### [Goal]
Locate the line with "each like [445,787]." in the material. Copy that line and each one after it, through the last, exactly and with nothing else.

[Data listing]
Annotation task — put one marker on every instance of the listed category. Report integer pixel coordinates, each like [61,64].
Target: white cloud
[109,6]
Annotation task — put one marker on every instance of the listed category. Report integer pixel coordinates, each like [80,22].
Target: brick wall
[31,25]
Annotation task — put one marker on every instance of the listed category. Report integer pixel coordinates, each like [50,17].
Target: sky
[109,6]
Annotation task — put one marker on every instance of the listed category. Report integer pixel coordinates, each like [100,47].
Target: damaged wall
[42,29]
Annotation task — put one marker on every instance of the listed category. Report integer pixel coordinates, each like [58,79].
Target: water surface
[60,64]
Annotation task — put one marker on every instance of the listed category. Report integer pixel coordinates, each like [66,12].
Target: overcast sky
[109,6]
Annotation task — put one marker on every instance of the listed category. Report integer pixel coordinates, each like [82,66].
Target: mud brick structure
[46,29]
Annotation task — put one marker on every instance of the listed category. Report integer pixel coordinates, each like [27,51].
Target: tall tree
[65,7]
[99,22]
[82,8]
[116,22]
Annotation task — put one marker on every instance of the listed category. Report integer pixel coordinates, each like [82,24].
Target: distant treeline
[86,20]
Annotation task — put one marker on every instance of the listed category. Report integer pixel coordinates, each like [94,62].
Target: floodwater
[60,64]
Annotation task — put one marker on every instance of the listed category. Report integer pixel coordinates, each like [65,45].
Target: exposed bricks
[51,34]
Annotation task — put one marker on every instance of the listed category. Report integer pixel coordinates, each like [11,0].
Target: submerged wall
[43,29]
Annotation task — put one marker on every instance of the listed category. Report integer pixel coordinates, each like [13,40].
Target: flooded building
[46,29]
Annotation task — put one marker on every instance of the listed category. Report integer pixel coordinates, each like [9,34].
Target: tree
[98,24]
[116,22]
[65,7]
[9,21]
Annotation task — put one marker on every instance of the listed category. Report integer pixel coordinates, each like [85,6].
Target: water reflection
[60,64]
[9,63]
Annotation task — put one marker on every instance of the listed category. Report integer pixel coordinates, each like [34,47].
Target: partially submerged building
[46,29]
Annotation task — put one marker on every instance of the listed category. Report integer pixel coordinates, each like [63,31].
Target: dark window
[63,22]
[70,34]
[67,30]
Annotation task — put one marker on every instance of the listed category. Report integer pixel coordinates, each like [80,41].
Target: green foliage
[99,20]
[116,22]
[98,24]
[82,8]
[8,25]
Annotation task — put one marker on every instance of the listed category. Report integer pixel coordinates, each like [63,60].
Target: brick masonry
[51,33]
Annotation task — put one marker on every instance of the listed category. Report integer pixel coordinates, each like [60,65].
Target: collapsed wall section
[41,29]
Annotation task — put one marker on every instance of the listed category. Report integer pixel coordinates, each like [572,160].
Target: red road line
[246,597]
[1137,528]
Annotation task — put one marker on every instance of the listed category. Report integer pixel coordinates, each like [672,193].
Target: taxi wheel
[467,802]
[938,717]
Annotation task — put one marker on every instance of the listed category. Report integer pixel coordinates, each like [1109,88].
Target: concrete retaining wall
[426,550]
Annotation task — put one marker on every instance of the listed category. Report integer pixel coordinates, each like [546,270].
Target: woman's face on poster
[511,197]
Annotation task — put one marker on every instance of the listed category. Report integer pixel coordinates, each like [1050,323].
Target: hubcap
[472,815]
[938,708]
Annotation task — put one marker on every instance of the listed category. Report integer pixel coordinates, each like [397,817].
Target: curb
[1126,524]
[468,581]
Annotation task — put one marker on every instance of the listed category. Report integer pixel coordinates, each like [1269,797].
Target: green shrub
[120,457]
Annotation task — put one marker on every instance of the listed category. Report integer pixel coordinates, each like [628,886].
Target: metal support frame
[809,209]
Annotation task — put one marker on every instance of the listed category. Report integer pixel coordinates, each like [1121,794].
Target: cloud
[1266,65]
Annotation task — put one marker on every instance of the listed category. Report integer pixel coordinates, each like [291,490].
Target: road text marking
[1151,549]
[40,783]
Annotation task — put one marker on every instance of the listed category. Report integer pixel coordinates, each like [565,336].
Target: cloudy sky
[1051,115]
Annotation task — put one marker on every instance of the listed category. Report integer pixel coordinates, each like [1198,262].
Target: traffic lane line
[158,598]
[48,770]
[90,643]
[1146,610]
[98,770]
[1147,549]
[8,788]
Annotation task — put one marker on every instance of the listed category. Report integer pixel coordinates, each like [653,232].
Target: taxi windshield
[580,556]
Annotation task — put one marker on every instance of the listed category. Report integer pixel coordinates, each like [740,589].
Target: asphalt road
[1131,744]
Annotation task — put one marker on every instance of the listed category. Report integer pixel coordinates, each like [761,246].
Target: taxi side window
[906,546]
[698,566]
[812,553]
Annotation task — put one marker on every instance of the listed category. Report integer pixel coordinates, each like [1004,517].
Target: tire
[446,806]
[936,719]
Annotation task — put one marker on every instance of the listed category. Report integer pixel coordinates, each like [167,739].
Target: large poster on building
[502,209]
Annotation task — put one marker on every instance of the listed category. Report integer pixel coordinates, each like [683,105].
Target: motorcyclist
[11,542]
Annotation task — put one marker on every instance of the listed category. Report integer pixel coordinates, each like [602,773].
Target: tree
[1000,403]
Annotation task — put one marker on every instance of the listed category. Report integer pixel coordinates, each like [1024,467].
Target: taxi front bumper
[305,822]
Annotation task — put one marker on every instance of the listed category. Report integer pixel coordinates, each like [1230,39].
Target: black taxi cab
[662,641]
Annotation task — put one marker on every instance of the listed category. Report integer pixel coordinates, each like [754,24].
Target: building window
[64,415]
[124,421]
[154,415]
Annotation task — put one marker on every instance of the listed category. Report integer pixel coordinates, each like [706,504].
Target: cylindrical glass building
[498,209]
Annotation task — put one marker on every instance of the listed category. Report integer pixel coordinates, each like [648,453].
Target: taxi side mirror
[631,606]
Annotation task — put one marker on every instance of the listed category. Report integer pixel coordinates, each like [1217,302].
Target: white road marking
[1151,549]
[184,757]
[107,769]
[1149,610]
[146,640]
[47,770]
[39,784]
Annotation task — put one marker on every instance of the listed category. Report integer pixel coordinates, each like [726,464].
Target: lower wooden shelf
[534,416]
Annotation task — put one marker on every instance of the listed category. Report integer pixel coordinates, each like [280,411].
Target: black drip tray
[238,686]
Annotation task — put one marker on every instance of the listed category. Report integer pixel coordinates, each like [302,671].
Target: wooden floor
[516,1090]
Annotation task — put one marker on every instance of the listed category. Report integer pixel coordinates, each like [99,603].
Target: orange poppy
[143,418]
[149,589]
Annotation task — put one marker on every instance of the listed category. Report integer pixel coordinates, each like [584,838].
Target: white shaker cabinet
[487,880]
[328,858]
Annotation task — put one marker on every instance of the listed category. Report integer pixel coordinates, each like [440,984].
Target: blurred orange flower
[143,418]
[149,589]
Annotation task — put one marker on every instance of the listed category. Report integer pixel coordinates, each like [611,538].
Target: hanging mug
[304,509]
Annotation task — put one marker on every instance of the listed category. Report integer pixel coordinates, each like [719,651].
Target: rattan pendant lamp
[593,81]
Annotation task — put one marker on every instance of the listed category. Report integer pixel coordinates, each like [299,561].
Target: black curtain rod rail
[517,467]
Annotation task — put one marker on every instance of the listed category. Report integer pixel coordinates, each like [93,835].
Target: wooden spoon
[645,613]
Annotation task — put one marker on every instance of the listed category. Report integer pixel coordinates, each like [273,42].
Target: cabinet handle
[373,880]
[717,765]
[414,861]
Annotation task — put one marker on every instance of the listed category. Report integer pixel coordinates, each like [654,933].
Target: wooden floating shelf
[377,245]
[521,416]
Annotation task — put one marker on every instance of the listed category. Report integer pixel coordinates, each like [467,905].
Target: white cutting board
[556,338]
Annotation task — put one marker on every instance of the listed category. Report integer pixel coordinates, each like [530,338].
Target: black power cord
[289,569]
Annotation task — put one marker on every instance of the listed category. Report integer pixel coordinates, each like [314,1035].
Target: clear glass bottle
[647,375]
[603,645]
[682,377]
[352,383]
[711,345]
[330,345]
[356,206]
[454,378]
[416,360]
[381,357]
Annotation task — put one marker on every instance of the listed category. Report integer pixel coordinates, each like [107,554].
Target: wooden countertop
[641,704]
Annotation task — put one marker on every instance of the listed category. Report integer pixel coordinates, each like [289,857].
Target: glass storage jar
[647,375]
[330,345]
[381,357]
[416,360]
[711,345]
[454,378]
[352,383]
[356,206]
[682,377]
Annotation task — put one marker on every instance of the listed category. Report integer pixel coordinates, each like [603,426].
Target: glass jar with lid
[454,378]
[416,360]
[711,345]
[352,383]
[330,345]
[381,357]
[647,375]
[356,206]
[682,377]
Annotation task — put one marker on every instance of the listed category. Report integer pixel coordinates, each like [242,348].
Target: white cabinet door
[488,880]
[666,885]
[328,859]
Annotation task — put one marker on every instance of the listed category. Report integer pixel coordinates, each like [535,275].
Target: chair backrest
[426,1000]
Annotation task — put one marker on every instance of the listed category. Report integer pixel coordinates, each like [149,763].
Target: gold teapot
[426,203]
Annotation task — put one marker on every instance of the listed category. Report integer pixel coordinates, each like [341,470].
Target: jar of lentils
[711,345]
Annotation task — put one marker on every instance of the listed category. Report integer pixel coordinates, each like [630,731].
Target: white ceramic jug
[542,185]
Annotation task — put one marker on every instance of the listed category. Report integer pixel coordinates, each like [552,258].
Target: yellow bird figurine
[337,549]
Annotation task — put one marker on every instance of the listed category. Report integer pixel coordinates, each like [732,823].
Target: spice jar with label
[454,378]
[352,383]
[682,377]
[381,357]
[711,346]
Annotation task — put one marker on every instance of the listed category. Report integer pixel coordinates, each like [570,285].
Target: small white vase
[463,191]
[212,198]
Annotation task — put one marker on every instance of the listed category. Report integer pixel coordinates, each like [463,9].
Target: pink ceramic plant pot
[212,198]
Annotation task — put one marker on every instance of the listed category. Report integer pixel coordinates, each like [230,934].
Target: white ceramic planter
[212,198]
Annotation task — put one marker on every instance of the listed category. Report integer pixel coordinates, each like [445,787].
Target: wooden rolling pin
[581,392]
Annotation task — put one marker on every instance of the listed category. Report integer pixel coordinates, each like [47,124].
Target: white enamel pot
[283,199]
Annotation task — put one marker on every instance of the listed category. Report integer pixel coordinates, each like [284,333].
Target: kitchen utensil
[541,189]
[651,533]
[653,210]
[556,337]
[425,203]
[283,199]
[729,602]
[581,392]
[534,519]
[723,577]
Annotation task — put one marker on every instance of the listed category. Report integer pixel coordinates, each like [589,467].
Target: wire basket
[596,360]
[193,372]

### [Result for this exercise]
Annotation task — put one marker on every instance of the listed category. Report integer pixel coordinates, each like [445,787].
Target: wooden rolling pin
[581,392]
Annotation task — put one marker on every instance of the listed category. Report integer pixel coordinates, each like [47,124].
Target: white enamel pot
[283,199]
Annotation task — put one marker on every instance of the listed category. Report integer pixel coordinates, each like [284,333].
Target: kitchen utensil
[541,189]
[651,533]
[653,210]
[556,337]
[425,203]
[283,199]
[729,602]
[581,392]
[534,519]
[723,577]
Annotation task — put one marker on every instance of the listed category. Report integer pixel coordinates, each like [589,467].
Target: wire basket
[596,360]
[193,372]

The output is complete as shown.